Exercise task a ▸
Can you rewrite the paragraph of the patch below that begins "On the one hand unify bio split code" as a short list that keeps its main facts?
-- start of Document --
[PATCH RFC 4/7] md/raid10: convert read/write to use bio_submit_split()

Yu Kuai posted 7 patches 1 month, 1 week ago
There is a newer version of this series
[PATCH RFC 4/7] md/raid10: convert read/write to use bio_submit_split()
Posted by Yu Kuai 1 month, 1 week ago
From: Yu Kuai <yukuai3@huawei.com>

On the one hand unify bio split code, prepare to fix disordered split
IO; On the other hand fix missing blkcg_bio_issue_init() and
trace_block_split() for split IO.

Noted discard is not handled, because discard is only splited for
unaligned head and tail.

Signed-off-by: Yu Kuai <yukuai3@huawei.com>
---
 drivers/md/raid10.c | 53 ++++++++++++++++++++-------------------------
 drivers/md/raid10.h |  1 +
 2 files changed, 24 insertions(+), 30 deletions(-)

diff --git a/drivers/md/raid10.c b/drivers/md/raid10.c
index b60c30bfb6c7..b8777661307b 100644
--- a/drivers/md/raid10.c
+++ b/drivers/md/raid10.c
@@ -322,10 +322,12 @@ static void raid_end_bio_io(struct r10bio *r10_bio)
 	struct bio *bio = r10_bio->master_bio;
 	struct r10conf *conf = r10_bio->mddev->private;
 
-	if (!test_bit(R10BIO_Uptodate, &r10_bio->state))
-- end of Document --
-- start of Records supplied --
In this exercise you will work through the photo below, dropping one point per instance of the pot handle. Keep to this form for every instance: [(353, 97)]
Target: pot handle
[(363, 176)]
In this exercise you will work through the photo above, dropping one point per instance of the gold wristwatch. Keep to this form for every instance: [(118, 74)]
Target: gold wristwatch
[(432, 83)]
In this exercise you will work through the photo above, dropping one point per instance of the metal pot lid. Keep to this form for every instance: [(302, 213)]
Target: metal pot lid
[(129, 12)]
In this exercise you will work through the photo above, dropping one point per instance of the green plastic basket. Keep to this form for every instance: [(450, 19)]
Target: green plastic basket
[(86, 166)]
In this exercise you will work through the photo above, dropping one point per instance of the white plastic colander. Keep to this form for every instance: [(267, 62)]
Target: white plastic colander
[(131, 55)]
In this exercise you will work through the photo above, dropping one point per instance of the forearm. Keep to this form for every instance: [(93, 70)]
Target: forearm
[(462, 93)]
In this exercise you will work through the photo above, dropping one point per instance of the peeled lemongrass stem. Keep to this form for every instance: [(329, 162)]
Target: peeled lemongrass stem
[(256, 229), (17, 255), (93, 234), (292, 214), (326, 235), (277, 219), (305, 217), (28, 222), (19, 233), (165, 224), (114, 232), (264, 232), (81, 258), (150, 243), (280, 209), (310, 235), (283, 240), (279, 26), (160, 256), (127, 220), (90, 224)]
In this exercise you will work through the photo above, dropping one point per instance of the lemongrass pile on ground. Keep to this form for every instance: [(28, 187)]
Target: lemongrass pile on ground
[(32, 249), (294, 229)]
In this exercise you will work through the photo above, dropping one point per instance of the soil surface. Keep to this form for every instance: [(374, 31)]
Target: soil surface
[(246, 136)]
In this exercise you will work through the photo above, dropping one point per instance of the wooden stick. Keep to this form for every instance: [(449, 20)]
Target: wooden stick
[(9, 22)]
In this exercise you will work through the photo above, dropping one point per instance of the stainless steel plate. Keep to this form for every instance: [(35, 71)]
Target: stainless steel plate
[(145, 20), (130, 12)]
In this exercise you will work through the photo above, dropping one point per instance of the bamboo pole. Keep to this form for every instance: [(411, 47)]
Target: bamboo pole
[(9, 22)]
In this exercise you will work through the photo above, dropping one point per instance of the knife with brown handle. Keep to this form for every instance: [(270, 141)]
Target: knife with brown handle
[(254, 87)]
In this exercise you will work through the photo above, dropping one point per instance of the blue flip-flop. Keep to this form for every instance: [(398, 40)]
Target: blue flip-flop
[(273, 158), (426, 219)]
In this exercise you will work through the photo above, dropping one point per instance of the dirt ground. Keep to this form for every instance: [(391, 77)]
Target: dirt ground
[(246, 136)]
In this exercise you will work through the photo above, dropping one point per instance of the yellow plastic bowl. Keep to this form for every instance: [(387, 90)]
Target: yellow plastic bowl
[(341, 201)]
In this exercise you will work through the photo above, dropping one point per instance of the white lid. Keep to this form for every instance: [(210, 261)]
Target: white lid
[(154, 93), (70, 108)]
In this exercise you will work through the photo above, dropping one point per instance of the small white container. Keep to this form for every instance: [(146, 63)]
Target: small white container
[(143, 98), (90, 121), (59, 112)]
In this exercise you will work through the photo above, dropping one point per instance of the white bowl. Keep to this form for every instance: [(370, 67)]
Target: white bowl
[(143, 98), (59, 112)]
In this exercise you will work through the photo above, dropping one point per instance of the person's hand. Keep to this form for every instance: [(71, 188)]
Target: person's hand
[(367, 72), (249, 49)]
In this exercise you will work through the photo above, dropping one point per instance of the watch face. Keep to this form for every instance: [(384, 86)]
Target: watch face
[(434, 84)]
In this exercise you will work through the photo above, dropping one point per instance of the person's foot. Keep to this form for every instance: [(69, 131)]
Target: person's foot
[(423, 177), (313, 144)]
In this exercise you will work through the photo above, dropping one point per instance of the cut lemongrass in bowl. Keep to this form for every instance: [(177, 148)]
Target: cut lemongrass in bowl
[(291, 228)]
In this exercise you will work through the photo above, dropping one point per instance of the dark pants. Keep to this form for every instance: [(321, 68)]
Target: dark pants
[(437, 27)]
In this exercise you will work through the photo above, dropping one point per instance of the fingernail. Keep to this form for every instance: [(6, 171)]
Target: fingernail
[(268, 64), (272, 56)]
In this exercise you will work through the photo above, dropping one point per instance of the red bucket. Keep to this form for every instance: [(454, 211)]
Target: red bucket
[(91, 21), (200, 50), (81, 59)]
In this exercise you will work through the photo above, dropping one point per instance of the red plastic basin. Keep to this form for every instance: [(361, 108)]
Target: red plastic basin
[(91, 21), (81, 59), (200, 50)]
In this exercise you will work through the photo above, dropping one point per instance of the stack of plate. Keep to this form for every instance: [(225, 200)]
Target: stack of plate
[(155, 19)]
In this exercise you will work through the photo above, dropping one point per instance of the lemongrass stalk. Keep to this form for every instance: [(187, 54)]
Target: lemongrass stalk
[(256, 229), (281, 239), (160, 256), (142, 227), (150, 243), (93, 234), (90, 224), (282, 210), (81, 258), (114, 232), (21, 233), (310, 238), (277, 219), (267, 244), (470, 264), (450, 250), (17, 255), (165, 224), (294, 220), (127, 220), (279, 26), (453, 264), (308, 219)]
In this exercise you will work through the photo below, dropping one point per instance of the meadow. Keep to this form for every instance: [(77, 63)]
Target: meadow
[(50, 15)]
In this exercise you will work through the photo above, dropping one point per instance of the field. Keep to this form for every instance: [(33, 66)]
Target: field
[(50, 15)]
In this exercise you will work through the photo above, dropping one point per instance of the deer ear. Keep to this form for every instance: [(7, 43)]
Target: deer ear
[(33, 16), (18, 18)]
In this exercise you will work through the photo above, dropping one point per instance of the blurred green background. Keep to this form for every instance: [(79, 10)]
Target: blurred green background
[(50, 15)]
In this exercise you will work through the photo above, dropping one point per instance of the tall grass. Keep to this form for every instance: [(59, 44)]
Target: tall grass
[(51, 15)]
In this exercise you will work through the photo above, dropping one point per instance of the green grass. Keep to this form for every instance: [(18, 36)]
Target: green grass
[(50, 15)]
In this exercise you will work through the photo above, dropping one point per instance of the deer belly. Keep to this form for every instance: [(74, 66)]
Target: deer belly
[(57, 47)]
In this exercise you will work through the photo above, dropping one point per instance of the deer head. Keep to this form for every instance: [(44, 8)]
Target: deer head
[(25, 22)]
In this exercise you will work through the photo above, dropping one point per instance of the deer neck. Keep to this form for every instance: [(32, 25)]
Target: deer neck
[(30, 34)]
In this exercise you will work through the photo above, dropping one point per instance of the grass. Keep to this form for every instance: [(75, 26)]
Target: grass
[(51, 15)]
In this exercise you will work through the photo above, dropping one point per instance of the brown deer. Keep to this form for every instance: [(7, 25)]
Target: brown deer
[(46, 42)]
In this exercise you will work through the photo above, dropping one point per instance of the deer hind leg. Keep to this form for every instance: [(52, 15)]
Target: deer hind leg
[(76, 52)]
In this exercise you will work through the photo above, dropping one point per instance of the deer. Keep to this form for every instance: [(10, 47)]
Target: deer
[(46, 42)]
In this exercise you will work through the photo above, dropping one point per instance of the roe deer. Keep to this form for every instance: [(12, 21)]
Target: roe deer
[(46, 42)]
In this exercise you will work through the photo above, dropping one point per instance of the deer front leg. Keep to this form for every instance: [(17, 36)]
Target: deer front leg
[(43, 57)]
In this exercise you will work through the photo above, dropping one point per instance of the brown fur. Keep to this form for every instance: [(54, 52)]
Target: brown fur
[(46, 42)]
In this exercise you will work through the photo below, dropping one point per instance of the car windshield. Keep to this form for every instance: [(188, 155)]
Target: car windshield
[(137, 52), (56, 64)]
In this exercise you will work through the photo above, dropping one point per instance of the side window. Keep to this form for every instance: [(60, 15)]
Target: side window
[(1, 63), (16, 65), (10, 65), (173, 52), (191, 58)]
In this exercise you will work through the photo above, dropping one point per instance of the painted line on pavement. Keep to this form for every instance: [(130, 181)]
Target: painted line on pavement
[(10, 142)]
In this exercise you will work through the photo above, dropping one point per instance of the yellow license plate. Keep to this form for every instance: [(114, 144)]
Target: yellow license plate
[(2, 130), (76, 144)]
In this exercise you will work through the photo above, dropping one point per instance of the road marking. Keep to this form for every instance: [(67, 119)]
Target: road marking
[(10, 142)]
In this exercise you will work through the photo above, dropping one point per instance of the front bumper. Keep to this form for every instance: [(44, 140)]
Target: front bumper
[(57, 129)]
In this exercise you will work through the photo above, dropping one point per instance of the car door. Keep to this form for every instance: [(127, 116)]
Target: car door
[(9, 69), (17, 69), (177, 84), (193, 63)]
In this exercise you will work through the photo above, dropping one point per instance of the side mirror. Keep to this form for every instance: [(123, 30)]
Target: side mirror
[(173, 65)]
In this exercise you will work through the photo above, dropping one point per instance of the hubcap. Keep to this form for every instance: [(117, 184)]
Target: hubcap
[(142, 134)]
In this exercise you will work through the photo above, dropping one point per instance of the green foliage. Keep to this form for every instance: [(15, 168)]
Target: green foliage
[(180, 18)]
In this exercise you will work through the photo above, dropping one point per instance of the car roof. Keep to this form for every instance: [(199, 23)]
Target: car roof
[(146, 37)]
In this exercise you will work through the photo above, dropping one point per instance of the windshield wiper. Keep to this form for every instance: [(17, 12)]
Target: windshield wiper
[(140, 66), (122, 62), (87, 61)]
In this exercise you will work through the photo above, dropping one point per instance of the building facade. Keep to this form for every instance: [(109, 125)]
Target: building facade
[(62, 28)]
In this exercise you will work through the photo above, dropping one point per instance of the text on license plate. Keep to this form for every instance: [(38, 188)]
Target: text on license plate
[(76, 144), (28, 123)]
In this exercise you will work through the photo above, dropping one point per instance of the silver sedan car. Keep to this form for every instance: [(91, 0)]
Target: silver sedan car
-- end of Records supplied --
Exercise task b ▸
Can you gather every line of the entries above that contains the string "head"? Case counts, so match uppercase and lowercase exactly.

Final answer a ▸
- Unifies the bio split code.
- Prepares to fix disordered split IO.
- Fixes missing blkcg_bio_issue_init() and trace_block_split() for split IO.

Final answer b ▸
In this exercise you will work through the photo above, dropping one point per instance of the deer head. Keep to this form for every instance: [(44, 8)]
Target: deer head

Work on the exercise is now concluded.